Text shown –
•••

But this military success came too late to affect the outcome of the conflict. The long, indecisive war of attrition, the shock of Tet 1968, and the war's deep unpopularity at home had already undone America's resolve in Vietnam.

The Viet Cong guerrillas were decimated in the unequal battle, but the huge regular army of North Vietnam was in place to carry the war forward. In December 1970 the Lao Dong party central committee in Hanoi formally decided to abandon the insurgency and resort only to large formation warfare. The guerrilla war had effectively been lost. Asian scholar Chalmers Johnson wrote in 1973: “Vo Nguyen Giap himself has admitted a loss of 600,000 men in fighting between 1965 and 1968 … Moreover, by about 1970 at least 80 percent of the day-to-day combat in South Vietnam was being carried on by regular People's Army of Vietnam (NVA) troops … Genuine black-pajama Southern guerrillas … amounted to no more than 20 percent of the Communist fighting force.” The spring invasion of 1972 was by North Vietnamese troops with tanks and artillery; compared with Tet 1968, four years earlier, there was practically no guerrilla activity.

•••

Stored data –
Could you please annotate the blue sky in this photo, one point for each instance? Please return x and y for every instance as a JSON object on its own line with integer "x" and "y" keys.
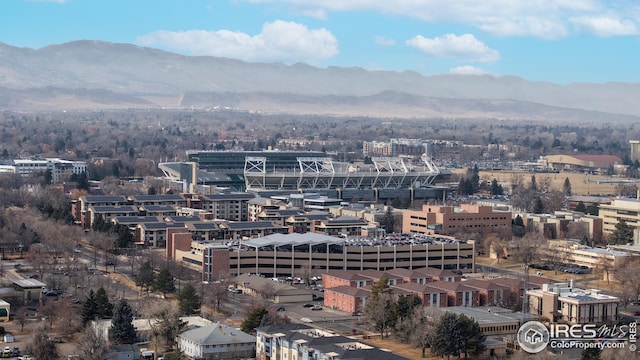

•••

Work to do –
(1) In the text on the Vietnam War, what did the Lao Dong party central committee in Hanoi formally decide in December 1970?
(2) Pick up the text on the Vietnam War after its final sentence and continue it.

Response list –
(1) It decided to abandon the insurgency and resort only to large formation warfare.

(2)
But by 1972, U.S. ground forces had been withdrawn, unit by unit, from Vietnam. President Nixon stepped up military aid to the South Vietnamese to compensate; it became the ARVN's war. By the end of 1970, most of the Tropic Lightning Division had returned to Hawaii and handed Cu Chi base over to the 25th ARVN Division, formerly based at nearby Duc Hoa. The ARVN's 25th had a poor reputation among American officers for avoiding combat at all costs and for doing deals with the Viet Cong. In 1967 more of its soldiers had died in traffic accidents than in combat; one U.S. general said the division had “turned its back on the war.” For a year senior Americans lobbied for the removal of the 25th commander, General Phan Trong Chinh, who was eventually sent on “sick leave” in January 1968. His division was supposedly protecting Saigon's western flank during Tet 1968. In the succeeding years there was little improvement. General Tran Quoc Lich, appointed
to command the 25th by President Thieu, was sacked in 1974 for selling rice to the Viet Cong. The selling of food, military equipment, and deferments from duty made the division combat-ineffective and unable to field a fighting force. By the war's climax in 1975, the 25th had been out of action for a year, its commander in jail on corruption charges.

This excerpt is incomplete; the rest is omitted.